TASK REQUIREMENTS
Retype the material in full, keeping every word the same.

Raw records
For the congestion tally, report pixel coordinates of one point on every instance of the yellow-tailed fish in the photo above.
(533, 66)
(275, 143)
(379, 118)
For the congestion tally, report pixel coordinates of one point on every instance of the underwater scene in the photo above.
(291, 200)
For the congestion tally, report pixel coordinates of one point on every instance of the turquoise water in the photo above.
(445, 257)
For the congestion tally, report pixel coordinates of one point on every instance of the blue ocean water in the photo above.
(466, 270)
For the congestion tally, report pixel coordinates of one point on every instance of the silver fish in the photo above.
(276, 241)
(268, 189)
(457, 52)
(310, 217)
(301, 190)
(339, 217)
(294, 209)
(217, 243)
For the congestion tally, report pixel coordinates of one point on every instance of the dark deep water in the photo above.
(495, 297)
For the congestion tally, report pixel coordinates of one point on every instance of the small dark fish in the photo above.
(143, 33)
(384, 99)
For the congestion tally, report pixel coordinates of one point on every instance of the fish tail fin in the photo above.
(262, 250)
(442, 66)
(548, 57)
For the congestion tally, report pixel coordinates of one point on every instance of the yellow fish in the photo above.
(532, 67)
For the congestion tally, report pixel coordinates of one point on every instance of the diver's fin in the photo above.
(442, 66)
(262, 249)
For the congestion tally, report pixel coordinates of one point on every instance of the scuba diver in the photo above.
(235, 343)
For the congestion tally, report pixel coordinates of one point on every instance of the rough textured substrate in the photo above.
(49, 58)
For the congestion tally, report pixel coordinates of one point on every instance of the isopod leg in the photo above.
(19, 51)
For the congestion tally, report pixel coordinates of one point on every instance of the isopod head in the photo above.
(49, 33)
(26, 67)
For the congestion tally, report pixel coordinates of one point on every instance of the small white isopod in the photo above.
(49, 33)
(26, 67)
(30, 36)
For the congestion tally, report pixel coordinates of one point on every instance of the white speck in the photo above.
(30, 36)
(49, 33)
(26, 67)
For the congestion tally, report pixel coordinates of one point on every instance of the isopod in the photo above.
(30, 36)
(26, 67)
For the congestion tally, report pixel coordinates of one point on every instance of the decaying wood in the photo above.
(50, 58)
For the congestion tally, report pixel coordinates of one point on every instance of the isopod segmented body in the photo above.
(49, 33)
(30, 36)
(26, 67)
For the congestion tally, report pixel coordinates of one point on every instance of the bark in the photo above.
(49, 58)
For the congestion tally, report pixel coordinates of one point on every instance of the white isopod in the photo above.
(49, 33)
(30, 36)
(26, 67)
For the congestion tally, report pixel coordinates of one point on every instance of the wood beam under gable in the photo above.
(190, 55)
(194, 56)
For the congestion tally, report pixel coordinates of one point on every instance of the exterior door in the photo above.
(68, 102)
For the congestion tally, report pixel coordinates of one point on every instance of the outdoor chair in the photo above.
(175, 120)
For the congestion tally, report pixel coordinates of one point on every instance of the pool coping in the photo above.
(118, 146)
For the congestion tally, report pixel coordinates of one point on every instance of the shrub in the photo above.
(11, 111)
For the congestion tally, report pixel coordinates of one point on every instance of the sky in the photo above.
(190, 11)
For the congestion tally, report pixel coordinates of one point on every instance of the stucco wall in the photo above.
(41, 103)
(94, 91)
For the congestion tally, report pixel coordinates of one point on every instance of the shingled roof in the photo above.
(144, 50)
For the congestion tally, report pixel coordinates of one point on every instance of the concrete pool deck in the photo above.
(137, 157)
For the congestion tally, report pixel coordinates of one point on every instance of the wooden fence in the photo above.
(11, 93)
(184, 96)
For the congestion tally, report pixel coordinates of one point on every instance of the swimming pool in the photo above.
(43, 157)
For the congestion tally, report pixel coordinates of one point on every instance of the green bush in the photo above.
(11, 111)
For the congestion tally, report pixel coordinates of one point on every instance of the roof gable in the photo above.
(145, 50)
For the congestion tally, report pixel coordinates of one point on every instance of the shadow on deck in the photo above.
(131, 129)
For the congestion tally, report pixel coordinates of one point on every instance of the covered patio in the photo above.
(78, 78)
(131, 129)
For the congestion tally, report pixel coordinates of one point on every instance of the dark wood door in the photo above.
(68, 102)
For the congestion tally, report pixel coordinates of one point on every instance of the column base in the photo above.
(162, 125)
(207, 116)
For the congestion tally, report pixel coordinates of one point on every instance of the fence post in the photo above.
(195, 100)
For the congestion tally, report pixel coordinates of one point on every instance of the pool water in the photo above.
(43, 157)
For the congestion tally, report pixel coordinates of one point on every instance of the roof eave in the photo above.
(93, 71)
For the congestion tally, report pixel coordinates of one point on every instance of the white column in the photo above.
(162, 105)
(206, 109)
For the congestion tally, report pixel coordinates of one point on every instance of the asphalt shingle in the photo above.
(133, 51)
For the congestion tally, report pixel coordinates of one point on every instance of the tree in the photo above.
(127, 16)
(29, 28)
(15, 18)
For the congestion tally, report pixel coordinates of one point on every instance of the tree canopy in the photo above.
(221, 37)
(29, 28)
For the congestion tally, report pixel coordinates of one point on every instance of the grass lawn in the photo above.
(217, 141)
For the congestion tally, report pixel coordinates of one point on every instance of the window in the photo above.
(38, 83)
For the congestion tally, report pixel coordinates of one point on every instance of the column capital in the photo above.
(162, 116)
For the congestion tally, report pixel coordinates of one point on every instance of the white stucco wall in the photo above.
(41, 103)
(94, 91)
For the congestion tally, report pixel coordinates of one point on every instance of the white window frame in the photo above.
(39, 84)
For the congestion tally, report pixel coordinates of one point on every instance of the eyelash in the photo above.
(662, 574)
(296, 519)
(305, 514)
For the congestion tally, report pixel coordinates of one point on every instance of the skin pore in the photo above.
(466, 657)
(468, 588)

RESULT OF THIS TASK
For the congestion tally, report pixel coordinates of one point on every instance of the yellow-tailed fish in the photo above.
(533, 66)
(275, 143)
(379, 118)
For the congestion tally, report pixel coordinates of one point on every instance of the underwater scene in the photo above.
(291, 200)
For the congestion tally, report pixel coordinates of one point on every instance of the turquoise water in the photo above.
(445, 257)
For the congestion tally, report pixel coordinates of one point on every instance of the blue ocean water in the photo above.
(466, 270)
For the congestion tally, report pixel coordinates of one point on every instance of the silver fish in the photo above.
(276, 241)
(268, 189)
(457, 52)
(310, 217)
(301, 190)
(339, 217)
(294, 209)
(217, 243)
For the congestion tally, report pixel coordinates of one point on every instance of the dark deep water in the photo above.
(495, 297)
For the congestion tally, report pixel coordinates of one point on every instance of the small dark fish in the photo above.
(143, 33)
(384, 99)
For the congestion tally, report pixel coordinates of one point on every instance of the fish tail fin in the photo above.
(262, 250)
(442, 66)
(548, 57)
For the congestion tally, report pixel coordinates of one point on every instance of the yellow fish in the photo above.
(532, 67)
For the congestion tally, report pixel coordinates of one point on every instance of the diver's fin in the photo above.
(442, 66)
(262, 249)
For the congestion tally, report pixel coordinates of one point on every instance of the scuba diver in the photo above.
(235, 343)
For the congestion tally, report pixel coordinates of one point on every instance of the rough textured substrate in the photo above.
(49, 58)
For the congestion tally, report pixel coordinates of one point on every instance of the isopod leg in the photo above.
(19, 51)
For the congestion tally, report pixel coordinates of one point on every instance of the isopod head in the photo above.
(49, 33)
(26, 67)
For the congestion tally, report pixel coordinates of one point on every instance of the small white isopod in the photo above.
(49, 33)
(26, 67)
(30, 36)
For the congestion tally, report pixel coordinates of one point on every instance of the white speck in the photo above.
(30, 36)
(49, 33)
(26, 67)
For the congestion tally, report pixel coordinates of one point on every instance of the isopod in the photo above.
(30, 36)
(26, 67)
For the congestion tally, report pixel coordinates of one point on every instance of the decaying wood in the photo above.
(50, 58)
For the congestion tally, report pixel coordinates of one point on every instance of the isopod segmented body in the photo above.
(49, 33)
(30, 36)
(26, 67)
For the congestion tally, report pixel coordinates of one point on every instance of the bark in the photo above.
(49, 58)
For the congestion tally, report pixel coordinates of one point on every instance of the white isopod in the photo above.
(49, 33)
(30, 36)
(26, 67)
For the congestion tally, report pixel coordinates of one point on every instance of the wood beam under gable in the photo above.
(190, 55)
(194, 56)
For the congestion tally, report pixel coordinates of one point on every instance of the exterior door in the photo above.
(68, 102)
For the congestion tally, report pixel coordinates of one point on every instance of the outdoor chair in the photo above.
(175, 120)
For the congestion tally, report pixel coordinates of one point on every instance of the pool coping in the photo above.
(118, 146)
For the congestion tally, report pixel coordinates of one point on every instance of the shrub in the photo above.
(11, 111)
For the congestion tally, report pixel coordinates of one point on every instance of the sky in the photo above.
(190, 11)
For the congestion tally, report pixel coordinates of one point on every instance of the stucco wall in the photo above.
(41, 103)
(94, 91)
For the congestion tally, report pixel coordinates of one point on every instance of the shingled roof in the photo above.
(144, 50)
For the congestion tally, report pixel coordinates of one point on every instance of the concrete pool deck in the photo above.
(137, 157)
For the congestion tally, report pixel coordinates of one point on every instance of the wooden fence in the photo above.
(11, 93)
(184, 96)
For the congestion tally, report pixel coordinates of one point on every instance of the swimming pool in the photo above.
(43, 157)
For the congestion tally, report pixel coordinates of one point on every instance of the green bush in the photo above.
(11, 111)
For the congestion tally, report pixel coordinates of one point on every instance of the roof gable in the photo above.
(145, 50)
For the congestion tally, report pixel coordinates of one point on every instance of the shadow on deck in the photo above.
(131, 129)
For the congestion tally, report pixel coordinates of one point on every instance of the covered patio in the photo above.
(78, 78)
(131, 129)
For the congestion tally, report pixel coordinates of one point on every instance of the dark wood door in the photo above.
(68, 102)
For the congestion tally, report pixel coordinates of one point on every instance of the column base in the photo above.
(162, 125)
(207, 116)
For the congestion tally, report pixel coordinates of one point on every instance of the fence post in the photo above.
(195, 100)
For the congestion tally, report pixel coordinates of one point on every instance of the pool water in the photo above.
(43, 157)
For the congestion tally, report pixel coordinates of one point on every instance of the roof eave in the photo above.
(93, 71)
For the congestion tally, report pixel coordinates of one point on every instance of the white column in the photo above.
(162, 105)
(206, 109)
For the congestion tally, report pixel coordinates of one point on every instance of the asphalt shingle in the photo above.
(133, 51)
For the congestion tally, report pixel coordinates of one point on every instance of the tree in the photo above.
(127, 16)
(29, 28)
(15, 18)
For the congestion tally, report pixel coordinates of one point on every instance of the tree canopy in the photo above.
(221, 37)
(29, 28)
For the congestion tally, report pixel coordinates of one point on every instance of the grass lawn in the photo above.
(217, 141)
For the congestion tally, report pixel coordinates of one point on every instance of the window in the photo above.
(38, 83)
For the congestion tally, report pixel coordinates of one point on every instance of the column capital in the photo above.
(162, 116)
For the congestion tally, report pixel coordinates of one point on every instance of the white stucco wall in the photo above.
(41, 103)
(94, 91)
For the congestion tally, report pixel coordinates of one point on every instance of the white window frame in the photo above.
(39, 84)
For the congestion tally, report pixel coordinates of one point on every instance of the eyelash in the photo above.
(662, 574)
(296, 519)
(305, 514)
For the congestion tally, report pixel coordinates of one point on every instance of the skin pore in the photo above.
(466, 657)
(468, 588)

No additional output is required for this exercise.